_Aim of the exercise_:
Reproduce each of the items below word for word, omitting the pictures from your output.

_Items taken from a data source_:
-------------------------

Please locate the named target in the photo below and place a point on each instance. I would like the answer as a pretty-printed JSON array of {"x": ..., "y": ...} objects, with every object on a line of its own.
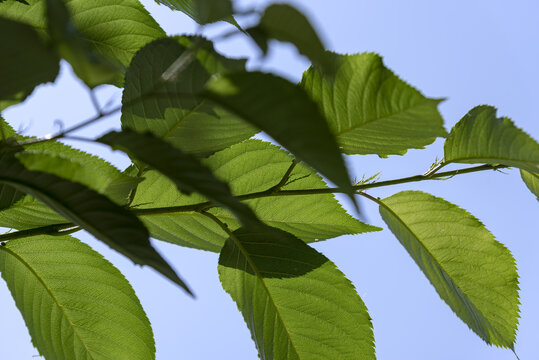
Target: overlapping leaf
[
  {"x": 295, "y": 301},
  {"x": 532, "y": 181},
  {"x": 471, "y": 271},
  {"x": 183, "y": 169},
  {"x": 116, "y": 30},
  {"x": 370, "y": 110},
  {"x": 108, "y": 222},
  {"x": 481, "y": 137},
  {"x": 285, "y": 112},
  {"x": 285, "y": 23},
  {"x": 19, "y": 70},
  {"x": 170, "y": 109},
  {"x": 75, "y": 303},
  {"x": 250, "y": 167}
]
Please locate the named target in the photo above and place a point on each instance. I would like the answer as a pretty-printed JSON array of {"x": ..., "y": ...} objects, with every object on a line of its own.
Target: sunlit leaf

-------------------------

_Reply to the exercise_:
Please locate the named target in the photo below and place a point on each instance. I would like the answer as a pretty-printed JSON array of {"x": ..., "y": ...} objects, with every object on a line of its own.
Target: overlapping leaf
[
  {"x": 295, "y": 301},
  {"x": 532, "y": 181},
  {"x": 471, "y": 271},
  {"x": 183, "y": 169},
  {"x": 116, "y": 30},
  {"x": 370, "y": 110},
  {"x": 108, "y": 222},
  {"x": 481, "y": 137},
  {"x": 285, "y": 112},
  {"x": 285, "y": 23},
  {"x": 19, "y": 70},
  {"x": 170, "y": 109},
  {"x": 75, "y": 303},
  {"x": 250, "y": 167}
]
Please locate the named target in the photo above and place a point on each instance. I would like the answer as a pretty-printed JSON array of {"x": ..., "y": ...} objects, with every object on a line of its own.
Target: sunlit leaf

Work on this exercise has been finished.